• **TASK STATEMENT**
Reply with each record repeated exactly.

• **RECORDS TO PROCESS**
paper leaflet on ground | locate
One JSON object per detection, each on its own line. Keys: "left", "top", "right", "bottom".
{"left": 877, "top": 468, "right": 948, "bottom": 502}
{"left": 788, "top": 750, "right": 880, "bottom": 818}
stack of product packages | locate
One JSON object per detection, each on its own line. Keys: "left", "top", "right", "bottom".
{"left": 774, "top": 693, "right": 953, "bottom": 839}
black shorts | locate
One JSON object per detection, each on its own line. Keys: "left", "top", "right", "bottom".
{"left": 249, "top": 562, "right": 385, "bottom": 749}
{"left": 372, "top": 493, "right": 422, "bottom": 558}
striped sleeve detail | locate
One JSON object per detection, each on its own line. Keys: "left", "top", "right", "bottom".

• **EXERCISE RESPONSE**
paper leaflet on ground | locate
One JSON object per detection, each on its own line. Keys: "left", "top", "right", "bottom".
{"left": 877, "top": 468, "right": 948, "bottom": 502}
{"left": 788, "top": 750, "right": 880, "bottom": 818}
stack of product packages | locate
One JSON object per detection, each on its own line. Keys: "left", "top", "right", "bottom".
{"left": 774, "top": 693, "right": 953, "bottom": 839}
black shorts | locate
One JSON object per detection, each on its own line. Keys: "left", "top", "right", "bottom".
{"left": 249, "top": 562, "right": 385, "bottom": 749}
{"left": 372, "top": 493, "right": 422, "bottom": 558}
striped sleeve detail | locate
One JSON object per detection, each on its own line. Keys: "left", "top", "right", "bottom".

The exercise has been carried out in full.